Answer these questions about the Negative Zen post:
(a) Who does the post say first flipped the switch on the assembly line?
(b) Which years does the writer give, from memory, for when the suburbs erupted?
(c) What word does the post say some people called these changes?

» SUPPLIED PASSAGE
——————————
Negative Zen

September 13, 2012 § Leave a comment

So I’m on the job today.  A conference was presented about the next new thing and how we need to reevaluate our work and how we approach it.  Websites were distributed; links were followed.  As is usually the case, many of us walked out saying things like, did you get any of that?  Or, how is this any different?

I suppose the feeling of being overloaded at work is not new.  And it’s not like today’s workers aren’t used to change.  Ever since Henry Ford first flipped the switch on the assembly line,  people everywhere have been expected  to update skills and take on new mindsets constantly.   And people, in general, extol this trend.  But it reminds me of something.

Back in the fifties or sixties (roughly, I’m not even googling that date; I’m just going from memory), the suburbs erupted.  Remember that?  Strip malls; housing tracts; roads with three lanes on each side.  Wooded areas were mercilessly bulldozed; neighborhoods were born.  Some people called it “progress.”

Populations grew; cities condensed into the suburbs; rural areas waned.  And it became normal for people to live lives that depended on a single stream of income; income that more likely than not depended on a very small set of specialized skills.  All needs and wants could be satisfied by trading one’s time and specialized skill set for money.  Having money meant you had everything because it meant you could buy anything.  Some people called it “progress.”
——————————
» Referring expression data
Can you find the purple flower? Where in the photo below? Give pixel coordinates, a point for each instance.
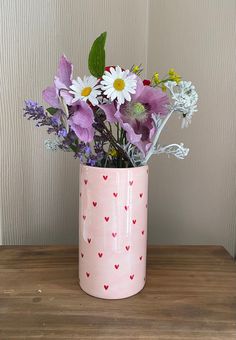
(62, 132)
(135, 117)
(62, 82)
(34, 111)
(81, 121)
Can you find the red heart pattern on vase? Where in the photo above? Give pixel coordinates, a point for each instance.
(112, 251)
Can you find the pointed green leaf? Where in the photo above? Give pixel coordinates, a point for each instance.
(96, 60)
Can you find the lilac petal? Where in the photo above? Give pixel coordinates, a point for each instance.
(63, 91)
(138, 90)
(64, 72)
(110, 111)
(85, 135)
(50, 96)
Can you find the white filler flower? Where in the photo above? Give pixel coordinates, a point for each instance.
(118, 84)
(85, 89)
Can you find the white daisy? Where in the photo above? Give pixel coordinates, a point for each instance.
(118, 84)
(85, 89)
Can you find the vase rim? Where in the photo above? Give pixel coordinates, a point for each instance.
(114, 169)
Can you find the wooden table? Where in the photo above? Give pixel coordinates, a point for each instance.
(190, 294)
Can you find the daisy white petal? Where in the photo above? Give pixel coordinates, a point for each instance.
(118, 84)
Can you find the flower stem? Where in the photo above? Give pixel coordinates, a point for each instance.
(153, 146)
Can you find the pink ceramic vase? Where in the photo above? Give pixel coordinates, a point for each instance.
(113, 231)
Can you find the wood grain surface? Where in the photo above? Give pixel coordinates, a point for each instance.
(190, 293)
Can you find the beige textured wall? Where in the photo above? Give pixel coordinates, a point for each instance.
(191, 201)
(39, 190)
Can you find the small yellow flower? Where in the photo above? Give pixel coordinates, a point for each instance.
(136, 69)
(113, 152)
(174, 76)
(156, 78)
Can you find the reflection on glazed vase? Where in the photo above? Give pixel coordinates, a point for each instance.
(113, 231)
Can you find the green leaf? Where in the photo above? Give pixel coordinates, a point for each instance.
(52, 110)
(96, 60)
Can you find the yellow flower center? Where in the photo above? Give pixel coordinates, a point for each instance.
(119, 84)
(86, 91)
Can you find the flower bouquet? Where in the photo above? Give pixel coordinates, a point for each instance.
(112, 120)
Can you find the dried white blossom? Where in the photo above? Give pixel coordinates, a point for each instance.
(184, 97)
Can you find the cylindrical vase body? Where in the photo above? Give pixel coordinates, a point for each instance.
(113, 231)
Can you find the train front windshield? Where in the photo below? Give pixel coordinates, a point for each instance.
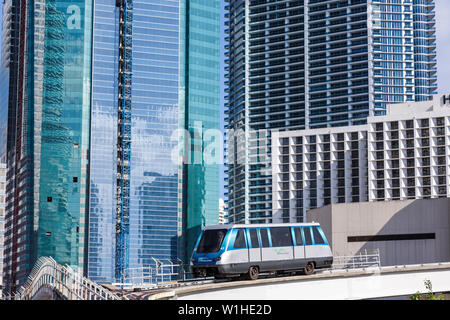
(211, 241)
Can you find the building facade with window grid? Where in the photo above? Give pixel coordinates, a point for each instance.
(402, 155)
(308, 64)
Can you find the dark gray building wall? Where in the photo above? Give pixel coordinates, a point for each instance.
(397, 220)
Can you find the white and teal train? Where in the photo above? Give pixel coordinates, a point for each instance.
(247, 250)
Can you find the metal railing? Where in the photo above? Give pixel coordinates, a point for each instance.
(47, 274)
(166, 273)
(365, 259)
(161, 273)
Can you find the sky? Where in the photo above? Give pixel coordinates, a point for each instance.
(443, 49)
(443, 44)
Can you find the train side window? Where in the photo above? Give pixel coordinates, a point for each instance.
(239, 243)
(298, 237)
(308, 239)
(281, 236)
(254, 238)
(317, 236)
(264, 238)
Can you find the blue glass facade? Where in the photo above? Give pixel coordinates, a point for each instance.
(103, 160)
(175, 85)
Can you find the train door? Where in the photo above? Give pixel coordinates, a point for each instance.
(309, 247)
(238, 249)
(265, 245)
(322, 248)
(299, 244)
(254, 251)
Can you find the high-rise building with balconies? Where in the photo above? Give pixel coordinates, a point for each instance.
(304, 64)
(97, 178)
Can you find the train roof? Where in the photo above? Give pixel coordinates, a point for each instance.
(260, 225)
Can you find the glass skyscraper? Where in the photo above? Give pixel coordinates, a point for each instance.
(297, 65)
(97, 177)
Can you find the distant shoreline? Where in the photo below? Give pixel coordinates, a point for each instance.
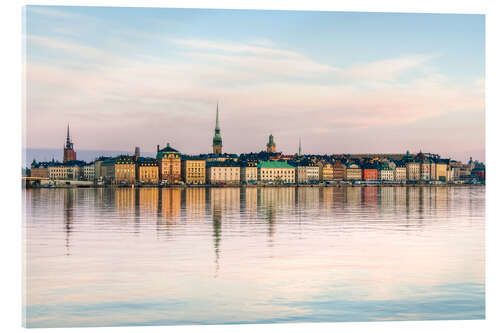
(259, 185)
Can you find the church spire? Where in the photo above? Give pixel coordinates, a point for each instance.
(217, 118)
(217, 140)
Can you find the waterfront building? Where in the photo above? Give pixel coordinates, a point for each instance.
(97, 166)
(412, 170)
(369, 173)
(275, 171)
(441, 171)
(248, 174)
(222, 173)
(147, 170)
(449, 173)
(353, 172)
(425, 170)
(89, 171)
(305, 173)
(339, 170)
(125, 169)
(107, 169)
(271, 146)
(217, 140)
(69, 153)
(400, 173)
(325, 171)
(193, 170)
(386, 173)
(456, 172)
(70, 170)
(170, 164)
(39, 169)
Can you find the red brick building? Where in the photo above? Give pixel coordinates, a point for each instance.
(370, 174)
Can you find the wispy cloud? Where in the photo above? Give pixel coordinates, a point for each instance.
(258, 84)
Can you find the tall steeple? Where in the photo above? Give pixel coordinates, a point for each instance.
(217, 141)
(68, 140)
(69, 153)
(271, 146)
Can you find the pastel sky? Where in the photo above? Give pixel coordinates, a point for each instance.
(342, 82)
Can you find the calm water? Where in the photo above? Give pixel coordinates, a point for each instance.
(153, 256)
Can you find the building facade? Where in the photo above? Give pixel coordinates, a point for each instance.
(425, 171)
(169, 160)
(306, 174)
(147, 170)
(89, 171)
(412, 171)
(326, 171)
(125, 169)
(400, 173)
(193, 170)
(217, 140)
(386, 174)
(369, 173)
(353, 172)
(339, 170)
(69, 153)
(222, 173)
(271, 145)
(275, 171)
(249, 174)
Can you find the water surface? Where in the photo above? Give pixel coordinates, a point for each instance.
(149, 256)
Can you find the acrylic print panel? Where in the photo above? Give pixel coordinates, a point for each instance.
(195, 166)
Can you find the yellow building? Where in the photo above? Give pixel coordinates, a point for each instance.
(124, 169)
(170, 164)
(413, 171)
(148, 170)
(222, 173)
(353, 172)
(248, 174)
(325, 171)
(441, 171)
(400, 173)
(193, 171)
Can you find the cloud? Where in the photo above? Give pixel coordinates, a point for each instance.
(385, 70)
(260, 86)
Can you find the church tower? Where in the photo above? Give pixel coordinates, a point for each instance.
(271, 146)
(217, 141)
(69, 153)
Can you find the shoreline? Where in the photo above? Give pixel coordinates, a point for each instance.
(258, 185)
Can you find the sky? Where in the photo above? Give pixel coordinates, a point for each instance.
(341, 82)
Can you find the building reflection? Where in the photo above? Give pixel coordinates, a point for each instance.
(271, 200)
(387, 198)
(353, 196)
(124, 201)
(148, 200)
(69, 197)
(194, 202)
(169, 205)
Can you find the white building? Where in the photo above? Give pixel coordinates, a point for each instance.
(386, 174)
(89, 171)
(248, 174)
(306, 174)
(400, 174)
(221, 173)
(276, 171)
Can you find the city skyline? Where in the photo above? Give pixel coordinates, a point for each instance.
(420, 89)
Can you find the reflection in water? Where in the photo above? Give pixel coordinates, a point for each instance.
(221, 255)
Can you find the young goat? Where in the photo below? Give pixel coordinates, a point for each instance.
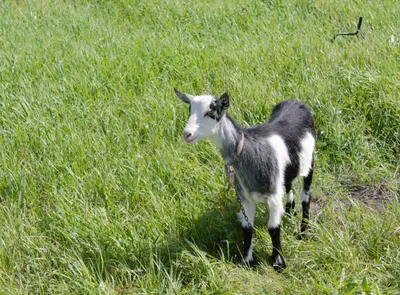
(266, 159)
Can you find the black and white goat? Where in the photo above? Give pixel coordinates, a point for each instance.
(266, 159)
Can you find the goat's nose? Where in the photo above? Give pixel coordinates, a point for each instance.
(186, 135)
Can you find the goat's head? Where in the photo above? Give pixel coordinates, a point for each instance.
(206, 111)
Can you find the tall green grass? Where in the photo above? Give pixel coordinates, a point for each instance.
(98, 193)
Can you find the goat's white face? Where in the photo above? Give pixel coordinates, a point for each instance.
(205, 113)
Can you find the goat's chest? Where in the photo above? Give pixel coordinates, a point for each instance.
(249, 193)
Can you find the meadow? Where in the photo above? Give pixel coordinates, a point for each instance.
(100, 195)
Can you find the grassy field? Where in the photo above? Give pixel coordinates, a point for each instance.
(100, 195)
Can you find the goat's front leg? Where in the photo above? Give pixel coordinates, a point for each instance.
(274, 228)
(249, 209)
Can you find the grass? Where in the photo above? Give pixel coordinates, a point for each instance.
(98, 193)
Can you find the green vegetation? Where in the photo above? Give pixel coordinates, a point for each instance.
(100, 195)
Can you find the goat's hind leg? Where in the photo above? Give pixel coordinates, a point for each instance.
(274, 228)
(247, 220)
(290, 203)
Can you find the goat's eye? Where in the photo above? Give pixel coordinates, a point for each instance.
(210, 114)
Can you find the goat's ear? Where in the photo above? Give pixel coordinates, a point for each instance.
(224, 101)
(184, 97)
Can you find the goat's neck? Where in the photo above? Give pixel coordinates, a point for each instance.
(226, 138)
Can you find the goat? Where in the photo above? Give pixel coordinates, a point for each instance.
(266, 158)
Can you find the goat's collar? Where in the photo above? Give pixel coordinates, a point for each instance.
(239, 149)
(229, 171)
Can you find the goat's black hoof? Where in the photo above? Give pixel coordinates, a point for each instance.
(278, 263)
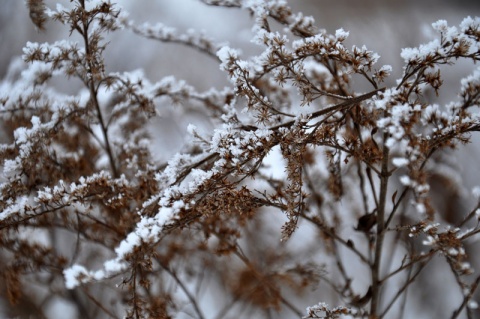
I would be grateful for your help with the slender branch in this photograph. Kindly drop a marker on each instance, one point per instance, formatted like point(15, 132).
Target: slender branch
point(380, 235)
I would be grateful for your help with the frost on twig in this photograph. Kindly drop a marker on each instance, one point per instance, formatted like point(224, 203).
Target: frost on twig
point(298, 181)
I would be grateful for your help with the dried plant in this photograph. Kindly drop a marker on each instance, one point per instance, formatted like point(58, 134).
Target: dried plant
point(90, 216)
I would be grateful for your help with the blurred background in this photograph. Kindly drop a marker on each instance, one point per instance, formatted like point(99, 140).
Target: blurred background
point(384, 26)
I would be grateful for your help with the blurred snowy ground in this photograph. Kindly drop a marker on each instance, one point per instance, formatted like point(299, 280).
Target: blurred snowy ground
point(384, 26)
——————————
» EXPECTED ANSWER
(a) Henry Ford
(b) The fifties or sixties
(c) "Progress"